[Data entries]

------------------------------------------------------------------------

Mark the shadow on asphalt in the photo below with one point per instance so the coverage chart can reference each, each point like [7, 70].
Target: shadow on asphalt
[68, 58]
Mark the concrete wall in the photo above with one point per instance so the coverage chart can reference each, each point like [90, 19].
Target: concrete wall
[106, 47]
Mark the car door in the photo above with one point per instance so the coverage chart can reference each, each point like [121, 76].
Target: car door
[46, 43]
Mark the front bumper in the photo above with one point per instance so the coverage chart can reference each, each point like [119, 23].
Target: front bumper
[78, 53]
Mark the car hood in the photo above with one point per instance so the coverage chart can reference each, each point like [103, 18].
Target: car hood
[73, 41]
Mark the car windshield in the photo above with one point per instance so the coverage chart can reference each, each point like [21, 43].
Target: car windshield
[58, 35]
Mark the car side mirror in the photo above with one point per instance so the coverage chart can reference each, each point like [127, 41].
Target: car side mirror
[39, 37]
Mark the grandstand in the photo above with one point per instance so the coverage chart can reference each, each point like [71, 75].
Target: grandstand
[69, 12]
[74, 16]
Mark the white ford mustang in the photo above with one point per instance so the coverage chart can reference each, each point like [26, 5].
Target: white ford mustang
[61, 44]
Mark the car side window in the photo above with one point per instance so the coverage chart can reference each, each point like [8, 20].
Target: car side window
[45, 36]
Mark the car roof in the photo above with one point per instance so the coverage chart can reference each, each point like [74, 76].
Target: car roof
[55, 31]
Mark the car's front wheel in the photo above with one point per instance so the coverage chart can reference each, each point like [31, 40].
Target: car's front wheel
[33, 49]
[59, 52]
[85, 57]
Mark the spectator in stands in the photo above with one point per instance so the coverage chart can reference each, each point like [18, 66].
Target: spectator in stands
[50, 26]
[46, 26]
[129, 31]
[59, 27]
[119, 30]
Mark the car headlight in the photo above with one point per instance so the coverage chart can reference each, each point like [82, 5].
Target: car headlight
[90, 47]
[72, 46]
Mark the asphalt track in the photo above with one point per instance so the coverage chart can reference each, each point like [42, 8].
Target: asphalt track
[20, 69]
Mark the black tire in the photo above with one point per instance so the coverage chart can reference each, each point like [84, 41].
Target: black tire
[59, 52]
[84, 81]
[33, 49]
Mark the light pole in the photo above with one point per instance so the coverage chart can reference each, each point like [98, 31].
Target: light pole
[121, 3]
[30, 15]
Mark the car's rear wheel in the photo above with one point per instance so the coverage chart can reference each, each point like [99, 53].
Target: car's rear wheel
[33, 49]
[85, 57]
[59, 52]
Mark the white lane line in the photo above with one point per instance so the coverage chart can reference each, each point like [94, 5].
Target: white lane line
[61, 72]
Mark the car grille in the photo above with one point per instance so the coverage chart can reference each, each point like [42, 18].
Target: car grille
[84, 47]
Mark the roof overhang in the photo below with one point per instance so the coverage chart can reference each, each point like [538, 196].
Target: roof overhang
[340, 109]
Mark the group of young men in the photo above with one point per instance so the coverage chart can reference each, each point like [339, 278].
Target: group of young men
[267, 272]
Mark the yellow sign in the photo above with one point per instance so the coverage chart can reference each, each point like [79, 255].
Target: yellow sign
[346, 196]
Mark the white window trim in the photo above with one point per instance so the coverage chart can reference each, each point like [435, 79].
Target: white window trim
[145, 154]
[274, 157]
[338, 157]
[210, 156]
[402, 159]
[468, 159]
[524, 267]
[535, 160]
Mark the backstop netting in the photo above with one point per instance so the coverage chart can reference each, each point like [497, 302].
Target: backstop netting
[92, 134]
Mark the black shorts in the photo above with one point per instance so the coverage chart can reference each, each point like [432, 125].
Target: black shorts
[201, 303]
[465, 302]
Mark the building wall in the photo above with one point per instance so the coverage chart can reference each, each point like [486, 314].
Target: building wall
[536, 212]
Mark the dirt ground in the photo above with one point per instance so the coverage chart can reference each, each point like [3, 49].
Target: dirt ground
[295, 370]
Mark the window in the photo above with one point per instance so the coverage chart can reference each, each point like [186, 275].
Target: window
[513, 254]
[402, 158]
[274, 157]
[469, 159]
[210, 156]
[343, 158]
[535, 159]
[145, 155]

------------------------------------------------------------------------

_Requirement_
Each line in the data that has the word "below" counts once; state how many such lines there are, without comment.

_Task result_
2